___ BLOCO DE TEXTO ___

Em se tratando da indústria de cirurgias plásticas de modo geral, não é novidade que as mulheres são o público alvo principal. Submetidas a uma pressão estética que não poupa nem mesmo as nossas b*cetas, lotamos as salas de cirurgia em busca do tal “mito da beleza”, um verdadeiro projeto de dominação do corpo feminino.
Como se não bastasse, agora o mercado de cirurgias íntimas femininas cresce expressivamente todos os anos. Além de eternamente magras, jovens, leves e “femininas”, agora precisamos também ter a b*ceta perfeita.
Também não é novidade o esforço descomunal de alguns homens ditos heterossexuais para gostarem de b*ceta: tem que ter cheiro de morango e rosas; tem que estar depilada, lisinha, sem irritações na pele, e agora mais essa – tem que se enquadrar no conceito de “b*ceta bonita”.
Vitrine de carne fresca
Tenho uma teoria um tanto quanto impopular sobre isso: quanto mais esforço um homem precisa fazer pra gostar de b*ceta, mais ele recorre ao machismo pra se autoafirmar, numa tentativa patética de validar a própria masculinidade. O homem capaz de fazer sua mulher g*zar, quero dizer, tem menos necessidade de se afirmar fora da cama. Freud deve explicar.

___ ITENS ___

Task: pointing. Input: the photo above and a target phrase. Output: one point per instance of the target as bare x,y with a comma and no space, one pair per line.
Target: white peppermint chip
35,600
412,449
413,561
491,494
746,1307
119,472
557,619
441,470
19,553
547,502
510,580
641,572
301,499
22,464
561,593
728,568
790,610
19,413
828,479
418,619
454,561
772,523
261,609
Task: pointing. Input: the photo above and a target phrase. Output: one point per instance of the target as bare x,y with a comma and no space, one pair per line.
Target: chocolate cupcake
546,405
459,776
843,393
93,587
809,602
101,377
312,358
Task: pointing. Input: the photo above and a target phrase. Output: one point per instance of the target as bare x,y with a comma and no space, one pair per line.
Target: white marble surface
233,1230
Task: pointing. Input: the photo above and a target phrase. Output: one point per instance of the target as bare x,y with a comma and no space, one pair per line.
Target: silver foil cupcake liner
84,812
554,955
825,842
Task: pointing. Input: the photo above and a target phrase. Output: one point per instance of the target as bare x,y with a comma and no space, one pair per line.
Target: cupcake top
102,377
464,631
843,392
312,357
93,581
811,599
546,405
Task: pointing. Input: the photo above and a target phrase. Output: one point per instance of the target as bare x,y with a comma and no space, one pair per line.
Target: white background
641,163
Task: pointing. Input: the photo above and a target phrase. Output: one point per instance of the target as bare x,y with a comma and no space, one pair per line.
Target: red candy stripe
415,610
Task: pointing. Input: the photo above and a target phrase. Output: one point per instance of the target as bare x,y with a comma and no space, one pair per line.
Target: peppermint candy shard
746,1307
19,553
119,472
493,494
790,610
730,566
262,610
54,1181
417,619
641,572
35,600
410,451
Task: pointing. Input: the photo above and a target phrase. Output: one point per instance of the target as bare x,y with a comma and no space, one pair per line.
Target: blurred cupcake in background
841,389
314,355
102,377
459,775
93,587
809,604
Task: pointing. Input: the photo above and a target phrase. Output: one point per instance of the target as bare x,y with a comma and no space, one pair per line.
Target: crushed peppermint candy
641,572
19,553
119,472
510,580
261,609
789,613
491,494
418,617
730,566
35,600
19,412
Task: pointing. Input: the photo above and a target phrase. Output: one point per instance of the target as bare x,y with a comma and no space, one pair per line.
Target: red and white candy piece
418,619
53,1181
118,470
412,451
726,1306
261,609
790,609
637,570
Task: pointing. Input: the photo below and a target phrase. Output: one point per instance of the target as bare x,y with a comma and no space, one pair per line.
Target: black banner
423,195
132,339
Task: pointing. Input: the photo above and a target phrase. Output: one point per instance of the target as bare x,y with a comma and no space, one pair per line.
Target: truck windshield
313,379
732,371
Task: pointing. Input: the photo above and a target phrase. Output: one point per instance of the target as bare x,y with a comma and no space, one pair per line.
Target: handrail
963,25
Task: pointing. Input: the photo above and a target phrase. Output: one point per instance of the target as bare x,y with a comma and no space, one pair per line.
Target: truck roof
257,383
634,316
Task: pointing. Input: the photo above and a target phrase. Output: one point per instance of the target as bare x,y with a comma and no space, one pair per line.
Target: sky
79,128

___

**EXERCÍCIO PROPOSTO 1:** Reproduza literalmente o trecho do texto sobre cirurgias íntimas femininas desde "Vitrine de carne" até "Freud deve explicar.", inclusive.
**EXERCÍCIO PROPOSTO 2:** Indique somente o número de linhas, entre as linhas acima, em que aparece a palavra "cupcake".

**RESPOSTA 1:**
Vitrine de carne fresca
Tenho uma teoria um tanto quanto impopular sobre isso: quanto mais esforço um homem precisa fazer pra gostar de b*ceta, mais ele recorre ao machismo pra se autoafirmar, numa tentativa patética de validar a própria masculinidade. O homem capaz de fazer sua mulher g*zar, quero dizer, tem menos necessidade de se afirmar fora da cama. Freud deve explicar.

**RESPOSTA 2:** 4